= УЧЕБНЫЙ ТЕКСТ =
К кабинету заведующего отделением онкоколопроктологии 62-й больницы постоянно подходят пациенты: кто за выпиской, кто «просто спросить». Дёргают ручку двери — всё ещё закрыто. Назначенное нам на полдень интервью также откладывается. Илья Черниковский до сих пор в операционной. Этот день, как и любой в будни, он начинает в 7.45 утра с обхода больных в реанимации. В 9 утра заходит в операционный блок и выйдет оттуда только пять с половиной часов спустя. За 365 дней в году Черниковский делает 360 больших лапароскопических операций. О хирургии в лечении колоректального рака, профилактике, группах риска и оружии будущего Илья Черниковский рассказывает нам, как только снимает маску и свою знаменитую (во всей 62-й больнице такая же только у главного врача) хирургическую шапочку.
— Илья Леонидович, вы только что из операционной. Расскажите об этой операции.
— Вот прямо сейчас была паллиативная операция. У пациентки опухоль слепой кишки с метастазами в печень и лёгкие. Пациентка, прежде всего, нуждается в химиотерапии. Но поскольку опухоли правой половины толстой кишки часто приводят к анемизации (анемия — это состояние, характеризующееся низким содержанием гемоглобина — прим. ред.) пациента, то это мешает проводить химиотерапию. Химиотерапевты попросили нас, чтобы мы удалили эту опухоль, и они могли дальше продолжать медикаментозную терапию.
— 16 лет назад вы только начинали делать первые операции на кишечнике. За это время медицина совершила колоссальный прорыв, в том числе и в лечении некоторых онкологических заболеваний. Был ли такой прорыв в лечении колоректального рака?
— Прорыв произошёл в лечении метастатического колоректального рака. Потому что, если ещё 15 лет назад у больного находили метастазы в печени, считалось, что это уже 4 стадия, которая подлежит только лекарственному лечению. Сейчас у нас гораздо более активная тактика в отношении метастатического колоректального рака, и это даёт свои плоды. Это реально увеличивает выживаемость пациентов с четвёртой стадией. В этом у нас действительно произошёл прорыв.

= ИЗВЛЕЧЁННЫЕ СТРОКИ =

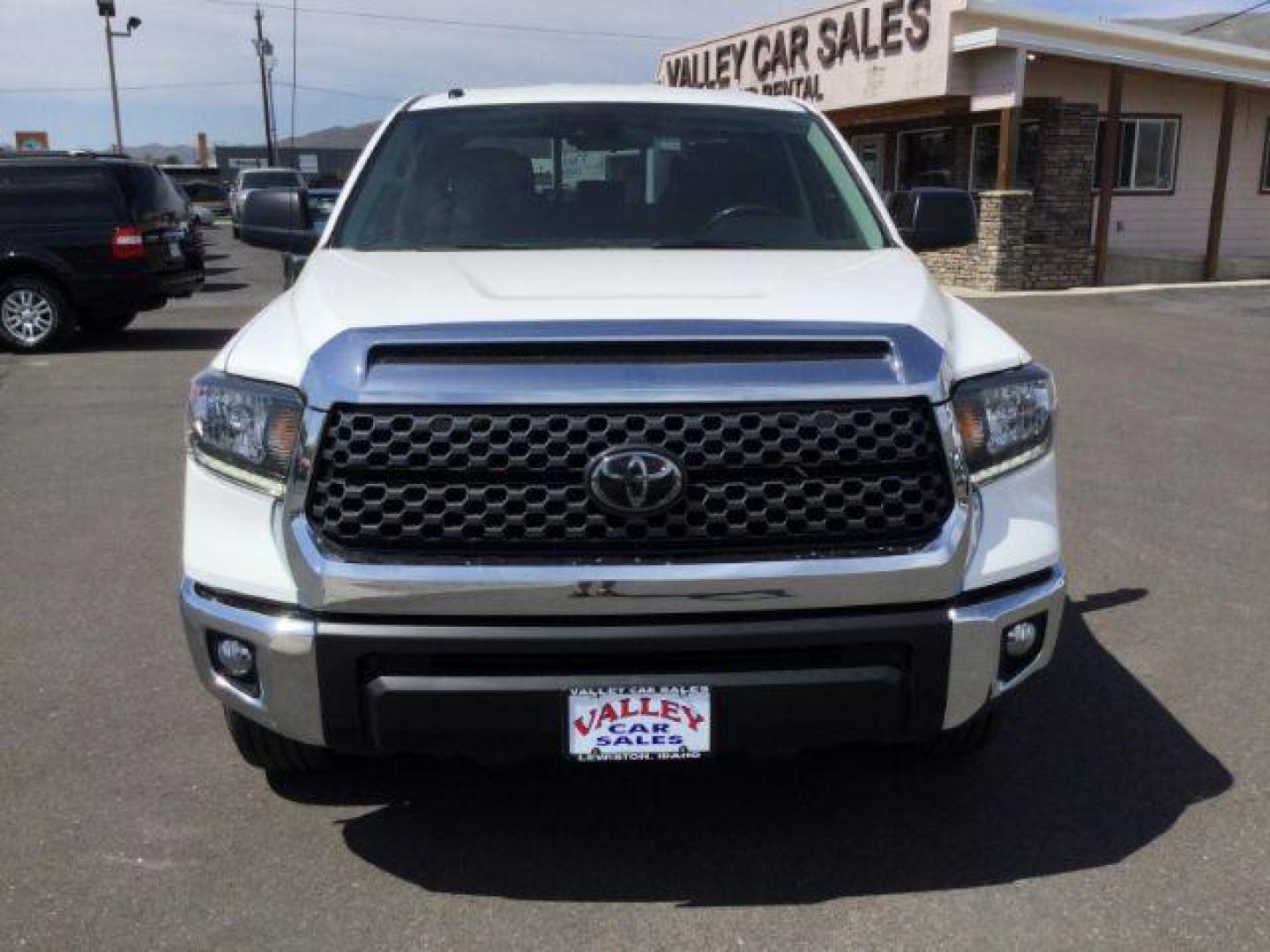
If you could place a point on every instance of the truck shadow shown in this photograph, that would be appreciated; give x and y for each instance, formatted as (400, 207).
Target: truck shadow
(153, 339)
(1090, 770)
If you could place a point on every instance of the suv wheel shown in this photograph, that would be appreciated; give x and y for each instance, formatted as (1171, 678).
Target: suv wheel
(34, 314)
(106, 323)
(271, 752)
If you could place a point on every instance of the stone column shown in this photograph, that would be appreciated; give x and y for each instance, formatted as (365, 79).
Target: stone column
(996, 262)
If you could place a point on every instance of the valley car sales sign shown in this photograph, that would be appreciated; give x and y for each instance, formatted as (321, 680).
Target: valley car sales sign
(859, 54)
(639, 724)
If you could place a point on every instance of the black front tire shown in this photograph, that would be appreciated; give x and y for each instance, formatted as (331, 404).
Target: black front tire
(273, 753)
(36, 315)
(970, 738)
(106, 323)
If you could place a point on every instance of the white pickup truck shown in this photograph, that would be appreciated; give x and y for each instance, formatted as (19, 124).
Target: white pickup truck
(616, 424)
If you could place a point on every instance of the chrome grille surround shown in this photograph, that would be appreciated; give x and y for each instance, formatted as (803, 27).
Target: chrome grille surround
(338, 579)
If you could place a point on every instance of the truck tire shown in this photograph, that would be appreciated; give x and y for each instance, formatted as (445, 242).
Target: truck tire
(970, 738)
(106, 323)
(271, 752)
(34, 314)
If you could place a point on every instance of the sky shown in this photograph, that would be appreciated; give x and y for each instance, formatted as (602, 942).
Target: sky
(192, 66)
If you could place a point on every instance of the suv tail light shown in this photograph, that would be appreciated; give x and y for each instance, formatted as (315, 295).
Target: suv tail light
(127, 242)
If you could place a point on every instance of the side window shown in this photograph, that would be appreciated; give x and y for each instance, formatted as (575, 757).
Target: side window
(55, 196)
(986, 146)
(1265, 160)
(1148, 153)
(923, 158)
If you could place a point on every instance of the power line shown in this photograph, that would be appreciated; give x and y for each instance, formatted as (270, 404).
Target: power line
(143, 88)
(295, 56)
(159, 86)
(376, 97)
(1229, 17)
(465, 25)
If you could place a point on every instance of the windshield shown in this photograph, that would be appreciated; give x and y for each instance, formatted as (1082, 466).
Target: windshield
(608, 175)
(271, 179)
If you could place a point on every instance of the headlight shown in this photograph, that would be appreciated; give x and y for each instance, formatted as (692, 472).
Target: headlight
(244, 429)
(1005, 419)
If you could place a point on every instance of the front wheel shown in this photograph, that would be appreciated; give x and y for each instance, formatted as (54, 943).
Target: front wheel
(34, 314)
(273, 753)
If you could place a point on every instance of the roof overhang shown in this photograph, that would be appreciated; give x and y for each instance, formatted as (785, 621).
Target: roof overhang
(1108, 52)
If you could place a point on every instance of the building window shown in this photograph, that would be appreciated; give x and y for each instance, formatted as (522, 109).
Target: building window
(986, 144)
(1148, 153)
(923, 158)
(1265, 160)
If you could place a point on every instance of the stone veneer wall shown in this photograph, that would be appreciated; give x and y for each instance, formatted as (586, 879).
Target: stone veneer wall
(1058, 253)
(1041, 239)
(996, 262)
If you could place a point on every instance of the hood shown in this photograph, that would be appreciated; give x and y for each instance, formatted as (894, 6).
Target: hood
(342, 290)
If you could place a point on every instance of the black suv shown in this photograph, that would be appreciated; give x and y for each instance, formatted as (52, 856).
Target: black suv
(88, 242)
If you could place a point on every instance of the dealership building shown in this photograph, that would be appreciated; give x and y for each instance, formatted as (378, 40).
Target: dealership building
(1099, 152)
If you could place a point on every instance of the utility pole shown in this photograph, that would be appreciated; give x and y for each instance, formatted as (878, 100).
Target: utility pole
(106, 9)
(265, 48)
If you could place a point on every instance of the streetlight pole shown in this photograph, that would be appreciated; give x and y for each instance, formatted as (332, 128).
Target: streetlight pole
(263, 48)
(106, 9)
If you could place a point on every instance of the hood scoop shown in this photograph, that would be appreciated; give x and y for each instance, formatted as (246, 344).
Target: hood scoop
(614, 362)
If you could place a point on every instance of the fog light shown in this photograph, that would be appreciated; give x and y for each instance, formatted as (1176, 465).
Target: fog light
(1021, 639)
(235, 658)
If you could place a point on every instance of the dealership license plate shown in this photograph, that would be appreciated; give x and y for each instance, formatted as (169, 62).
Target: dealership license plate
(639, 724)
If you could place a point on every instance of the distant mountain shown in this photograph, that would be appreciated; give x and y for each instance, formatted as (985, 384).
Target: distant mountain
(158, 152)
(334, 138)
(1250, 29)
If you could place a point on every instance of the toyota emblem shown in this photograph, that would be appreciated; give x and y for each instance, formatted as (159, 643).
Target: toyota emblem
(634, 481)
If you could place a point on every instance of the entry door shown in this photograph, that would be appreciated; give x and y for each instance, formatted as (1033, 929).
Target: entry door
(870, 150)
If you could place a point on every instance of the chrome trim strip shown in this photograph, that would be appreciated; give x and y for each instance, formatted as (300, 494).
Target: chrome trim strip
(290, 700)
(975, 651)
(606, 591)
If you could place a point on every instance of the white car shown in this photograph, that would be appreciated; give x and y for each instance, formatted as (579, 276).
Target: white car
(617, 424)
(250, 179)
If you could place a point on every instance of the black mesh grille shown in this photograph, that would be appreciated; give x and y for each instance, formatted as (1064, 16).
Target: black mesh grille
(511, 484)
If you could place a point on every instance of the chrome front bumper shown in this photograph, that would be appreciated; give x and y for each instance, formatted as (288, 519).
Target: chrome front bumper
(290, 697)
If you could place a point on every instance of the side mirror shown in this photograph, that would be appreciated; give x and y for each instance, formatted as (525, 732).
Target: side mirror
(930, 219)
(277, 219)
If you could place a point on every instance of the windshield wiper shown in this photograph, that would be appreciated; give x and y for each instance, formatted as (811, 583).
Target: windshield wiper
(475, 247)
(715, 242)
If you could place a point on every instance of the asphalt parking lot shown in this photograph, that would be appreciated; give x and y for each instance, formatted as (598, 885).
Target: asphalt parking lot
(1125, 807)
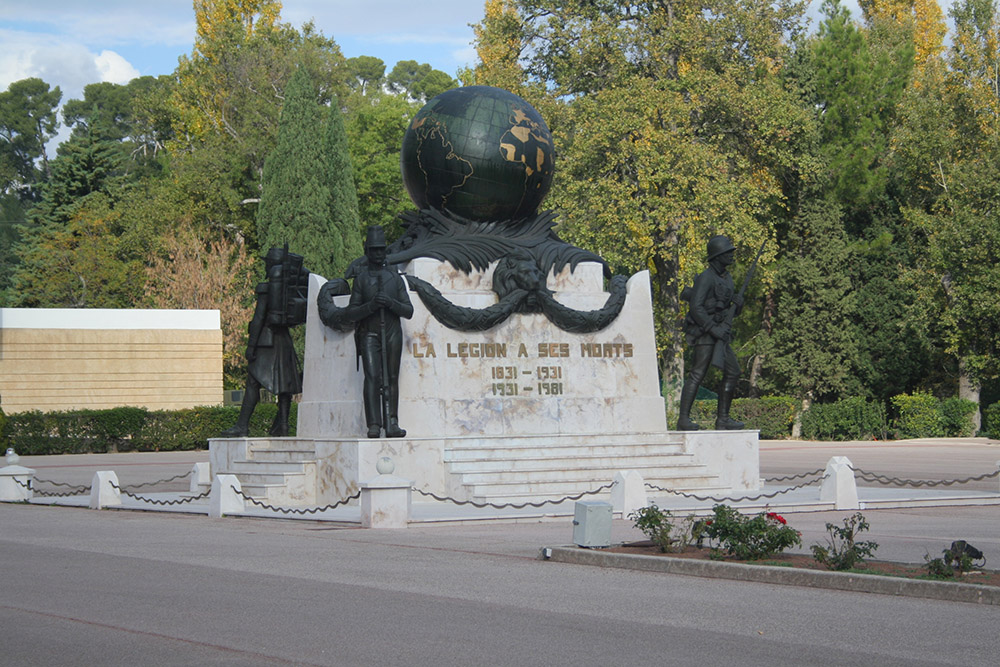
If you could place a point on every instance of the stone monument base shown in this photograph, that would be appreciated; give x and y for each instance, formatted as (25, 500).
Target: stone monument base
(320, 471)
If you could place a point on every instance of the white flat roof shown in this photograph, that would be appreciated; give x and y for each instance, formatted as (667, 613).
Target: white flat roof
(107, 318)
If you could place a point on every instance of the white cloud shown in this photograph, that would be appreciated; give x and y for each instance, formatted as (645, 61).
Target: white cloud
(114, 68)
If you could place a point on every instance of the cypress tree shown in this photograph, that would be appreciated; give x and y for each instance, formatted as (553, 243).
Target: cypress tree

= ЗАДАНИЕ =
Повторите без изменений фрагмент интервью о лечении колоректального рака, начиная со слов «К кабинету заведующего» и заканчивая словами «врача) хирургическую шапочку.».

= РЕШЕНИЕ ЗАДАНИЯ =
К кабинету заведующего отделением онкоколопроктологии 62-й больницы постоянно подходят пациенты: кто за выпиской, кто «просто спросить». Дёргают ручку двери — всё ещё закрыто. Назначенное нам на полдень интервью также откладывается. Илья Черниковский до сих пор в операционной. Этот день, как и любой в будни, он начинает в 7.45 утра с обхода больных в реанимации. В 9 утра заходит в операционный блок и выйдет оттуда только пять с половиной часов спустя. За 365 дней в году Черниковский делает 360 больших лапароскопических операций. О хирургии в лечении колоректального рака, профилактике, группах риска и оружии будущего Илья Черниковский рассказывает нам, как только снимает маску и свою знаменитую (во всей 62-й больнице такая же только у главного врача) хирургическую шапочку.